Excerpt provided>

* Begin *

Yay! Mike Mann took the bait, intends to file lawsuit against Steyn and NRO

UPDATE: Uh oh, looks like Mann will have to sue Investors Business Daily too, because they say that: It’s been the greatest fraud of all time, and Michael Mann has been at the heart of it.

UPDATE2: Climate Depot has an interesting editorial here

The bait. Popcorn futures just exploded.

From Michael E. Mann’s Facebook page:

People have been asking for my reaction to the recent response by the National Review. Here is a statement from my lawyer John B. Williams of Cozen O’Connor:

********

The response of the National Review is telling with respect to the issues it did not address. It did not address, or even acknowledge, the fact that Dr. Mann’s research has been extensively reviewed by a number of independent parties, including the National Science Foundation, with never a suggestion of any fraud or research misconduct. It did not address, or even acknowledge, the fact that Dr. Mann’s conclusions have been replicated by no fewer than twelve independent studies. It did not deny the fact that it was aware that Dr. Mann has been repeatedly exonerated of any fraudulent conduct. It did not deny the fact that it knew its allegations of fraud were false. Rather, the National Review’s defense seems to be that it did not really mean what it said last month when it accused Dr. Mann of fraud. Beyond this, the response is little more than an invective filled personal attack on Dr. Mann. And further, this attack is coupled with the transparent threat that the National Review intends to undertake burdensome and abusive litigation tactics should Dr. Mann have the temerity to attempt to defend himself in court.

* End *

What you have to do>
Put this sentence from the post into Spanish: "It did not deny the fact that it knew its allegations of fraud were false." The rows that come next are separate material with no connection to the post.

Data items>
* Begin *

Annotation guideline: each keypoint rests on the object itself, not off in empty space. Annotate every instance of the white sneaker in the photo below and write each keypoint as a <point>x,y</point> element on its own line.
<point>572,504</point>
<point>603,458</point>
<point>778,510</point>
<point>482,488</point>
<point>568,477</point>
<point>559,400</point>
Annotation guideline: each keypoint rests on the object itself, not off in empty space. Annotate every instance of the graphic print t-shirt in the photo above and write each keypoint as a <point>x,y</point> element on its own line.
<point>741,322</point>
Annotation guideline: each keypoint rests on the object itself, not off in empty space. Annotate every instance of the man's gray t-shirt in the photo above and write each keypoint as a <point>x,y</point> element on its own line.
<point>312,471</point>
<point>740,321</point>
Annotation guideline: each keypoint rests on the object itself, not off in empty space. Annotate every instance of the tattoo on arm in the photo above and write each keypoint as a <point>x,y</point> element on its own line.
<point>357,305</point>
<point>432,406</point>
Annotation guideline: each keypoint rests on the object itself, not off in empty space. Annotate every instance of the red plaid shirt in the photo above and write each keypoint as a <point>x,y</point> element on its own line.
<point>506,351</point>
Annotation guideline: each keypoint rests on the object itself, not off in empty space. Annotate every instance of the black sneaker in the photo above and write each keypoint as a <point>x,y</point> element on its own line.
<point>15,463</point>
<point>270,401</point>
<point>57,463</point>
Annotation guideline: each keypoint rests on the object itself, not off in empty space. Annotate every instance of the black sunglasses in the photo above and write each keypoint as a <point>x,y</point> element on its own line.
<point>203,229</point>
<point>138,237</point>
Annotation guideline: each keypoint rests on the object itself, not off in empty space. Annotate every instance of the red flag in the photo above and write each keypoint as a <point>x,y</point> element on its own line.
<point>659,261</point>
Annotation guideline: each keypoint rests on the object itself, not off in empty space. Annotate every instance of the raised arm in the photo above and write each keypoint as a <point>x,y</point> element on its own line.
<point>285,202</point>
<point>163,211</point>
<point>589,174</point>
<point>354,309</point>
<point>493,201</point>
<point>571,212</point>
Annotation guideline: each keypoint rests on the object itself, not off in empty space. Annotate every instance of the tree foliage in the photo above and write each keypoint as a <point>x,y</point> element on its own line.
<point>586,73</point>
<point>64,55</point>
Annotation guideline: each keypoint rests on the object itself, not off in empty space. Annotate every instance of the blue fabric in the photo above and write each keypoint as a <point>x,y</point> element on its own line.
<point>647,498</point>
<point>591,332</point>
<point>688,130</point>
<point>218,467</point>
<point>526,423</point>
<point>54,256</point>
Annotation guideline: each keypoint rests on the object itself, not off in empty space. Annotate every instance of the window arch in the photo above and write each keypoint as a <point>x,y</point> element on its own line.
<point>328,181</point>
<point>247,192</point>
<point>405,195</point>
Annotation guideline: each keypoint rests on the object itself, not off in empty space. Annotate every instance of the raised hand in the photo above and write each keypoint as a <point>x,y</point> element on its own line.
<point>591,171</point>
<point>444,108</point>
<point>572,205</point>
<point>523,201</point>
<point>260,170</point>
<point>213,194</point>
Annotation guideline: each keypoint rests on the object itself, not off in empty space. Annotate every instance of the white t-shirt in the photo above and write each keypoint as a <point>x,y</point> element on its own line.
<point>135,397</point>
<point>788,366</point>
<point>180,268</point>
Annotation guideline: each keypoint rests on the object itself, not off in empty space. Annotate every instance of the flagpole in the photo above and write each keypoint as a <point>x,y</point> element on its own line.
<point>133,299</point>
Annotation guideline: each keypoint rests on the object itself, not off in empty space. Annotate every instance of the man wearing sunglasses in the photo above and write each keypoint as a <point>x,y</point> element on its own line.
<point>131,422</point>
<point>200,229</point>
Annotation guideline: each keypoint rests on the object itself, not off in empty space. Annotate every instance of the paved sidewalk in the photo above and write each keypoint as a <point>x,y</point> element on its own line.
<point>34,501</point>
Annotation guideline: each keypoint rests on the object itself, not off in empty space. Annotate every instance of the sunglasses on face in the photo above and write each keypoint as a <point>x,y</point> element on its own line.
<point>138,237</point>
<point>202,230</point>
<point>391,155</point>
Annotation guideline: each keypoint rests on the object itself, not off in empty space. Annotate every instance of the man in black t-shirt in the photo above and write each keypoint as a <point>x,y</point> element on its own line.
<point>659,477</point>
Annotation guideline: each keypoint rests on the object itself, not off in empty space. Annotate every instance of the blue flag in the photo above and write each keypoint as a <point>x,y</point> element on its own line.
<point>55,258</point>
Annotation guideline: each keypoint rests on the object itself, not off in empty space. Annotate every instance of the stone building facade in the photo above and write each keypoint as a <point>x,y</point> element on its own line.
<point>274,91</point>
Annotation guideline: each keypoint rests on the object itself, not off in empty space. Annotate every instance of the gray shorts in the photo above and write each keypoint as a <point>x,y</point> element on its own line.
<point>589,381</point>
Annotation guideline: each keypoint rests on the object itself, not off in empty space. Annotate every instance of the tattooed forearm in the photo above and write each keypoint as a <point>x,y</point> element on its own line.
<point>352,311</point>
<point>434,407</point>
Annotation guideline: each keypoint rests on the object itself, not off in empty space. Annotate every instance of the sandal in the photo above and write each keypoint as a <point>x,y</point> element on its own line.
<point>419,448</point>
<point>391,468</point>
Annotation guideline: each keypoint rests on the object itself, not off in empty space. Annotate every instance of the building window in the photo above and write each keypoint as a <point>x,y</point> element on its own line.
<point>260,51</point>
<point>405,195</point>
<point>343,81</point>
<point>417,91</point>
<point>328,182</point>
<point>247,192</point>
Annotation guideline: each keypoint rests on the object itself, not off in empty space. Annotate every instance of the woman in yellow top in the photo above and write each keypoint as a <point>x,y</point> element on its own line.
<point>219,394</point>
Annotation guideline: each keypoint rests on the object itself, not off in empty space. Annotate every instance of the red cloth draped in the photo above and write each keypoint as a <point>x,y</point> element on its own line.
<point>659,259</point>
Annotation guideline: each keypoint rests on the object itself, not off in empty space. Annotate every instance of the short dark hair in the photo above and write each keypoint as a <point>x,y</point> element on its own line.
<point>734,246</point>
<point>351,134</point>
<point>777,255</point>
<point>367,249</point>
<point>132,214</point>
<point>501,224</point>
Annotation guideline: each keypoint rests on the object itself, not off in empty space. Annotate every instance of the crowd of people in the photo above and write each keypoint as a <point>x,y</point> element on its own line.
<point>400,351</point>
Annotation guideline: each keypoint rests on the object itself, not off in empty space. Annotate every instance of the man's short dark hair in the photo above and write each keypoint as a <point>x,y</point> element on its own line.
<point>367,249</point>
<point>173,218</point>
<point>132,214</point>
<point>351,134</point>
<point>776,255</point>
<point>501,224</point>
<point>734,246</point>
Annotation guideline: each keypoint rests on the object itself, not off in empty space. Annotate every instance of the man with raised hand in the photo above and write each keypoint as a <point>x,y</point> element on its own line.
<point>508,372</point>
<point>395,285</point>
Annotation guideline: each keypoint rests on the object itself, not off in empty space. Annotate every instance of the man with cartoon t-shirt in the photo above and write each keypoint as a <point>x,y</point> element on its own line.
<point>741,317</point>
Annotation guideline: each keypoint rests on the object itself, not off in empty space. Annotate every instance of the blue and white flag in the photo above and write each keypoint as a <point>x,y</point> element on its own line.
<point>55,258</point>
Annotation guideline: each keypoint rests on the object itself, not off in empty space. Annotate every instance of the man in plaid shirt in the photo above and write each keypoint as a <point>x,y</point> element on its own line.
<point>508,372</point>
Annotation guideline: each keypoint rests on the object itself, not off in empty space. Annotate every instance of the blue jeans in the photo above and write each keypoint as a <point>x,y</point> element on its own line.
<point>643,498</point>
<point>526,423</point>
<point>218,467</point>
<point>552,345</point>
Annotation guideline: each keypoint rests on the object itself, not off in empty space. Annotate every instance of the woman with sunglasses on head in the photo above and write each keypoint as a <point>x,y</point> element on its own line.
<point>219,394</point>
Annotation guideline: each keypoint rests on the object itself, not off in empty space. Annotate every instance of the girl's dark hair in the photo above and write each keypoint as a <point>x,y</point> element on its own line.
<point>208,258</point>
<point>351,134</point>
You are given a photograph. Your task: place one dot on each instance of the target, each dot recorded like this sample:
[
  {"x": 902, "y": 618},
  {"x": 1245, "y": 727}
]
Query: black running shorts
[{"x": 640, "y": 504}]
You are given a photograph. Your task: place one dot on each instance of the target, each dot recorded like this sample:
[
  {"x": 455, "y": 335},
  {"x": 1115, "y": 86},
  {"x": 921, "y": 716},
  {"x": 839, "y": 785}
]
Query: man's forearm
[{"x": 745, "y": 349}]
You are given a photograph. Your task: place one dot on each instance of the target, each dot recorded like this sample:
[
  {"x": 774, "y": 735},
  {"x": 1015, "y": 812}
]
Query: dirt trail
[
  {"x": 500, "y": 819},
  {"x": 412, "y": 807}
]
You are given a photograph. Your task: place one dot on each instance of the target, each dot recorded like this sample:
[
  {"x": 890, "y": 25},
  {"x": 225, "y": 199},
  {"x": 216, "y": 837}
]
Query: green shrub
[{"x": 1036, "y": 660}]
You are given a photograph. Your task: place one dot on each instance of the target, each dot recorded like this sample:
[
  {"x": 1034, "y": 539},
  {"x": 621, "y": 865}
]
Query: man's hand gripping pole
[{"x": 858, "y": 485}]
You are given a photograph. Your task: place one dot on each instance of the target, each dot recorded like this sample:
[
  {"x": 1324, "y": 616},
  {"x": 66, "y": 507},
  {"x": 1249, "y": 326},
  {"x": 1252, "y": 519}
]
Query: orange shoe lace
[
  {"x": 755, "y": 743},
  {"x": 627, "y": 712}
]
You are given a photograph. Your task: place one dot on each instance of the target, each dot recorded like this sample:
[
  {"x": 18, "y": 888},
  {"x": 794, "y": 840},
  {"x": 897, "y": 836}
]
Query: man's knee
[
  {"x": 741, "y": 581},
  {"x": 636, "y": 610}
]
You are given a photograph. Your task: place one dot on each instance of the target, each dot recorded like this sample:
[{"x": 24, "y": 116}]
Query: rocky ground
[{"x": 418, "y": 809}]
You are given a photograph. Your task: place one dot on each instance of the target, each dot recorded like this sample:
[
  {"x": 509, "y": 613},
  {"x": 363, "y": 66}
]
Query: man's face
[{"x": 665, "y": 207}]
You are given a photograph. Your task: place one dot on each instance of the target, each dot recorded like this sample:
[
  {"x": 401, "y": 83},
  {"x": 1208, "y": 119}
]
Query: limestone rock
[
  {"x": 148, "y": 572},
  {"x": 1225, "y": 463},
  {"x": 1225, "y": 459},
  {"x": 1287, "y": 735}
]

* End *

Result>
No negó el hecho de que sabía que sus acusaciones de fraude eran falsas.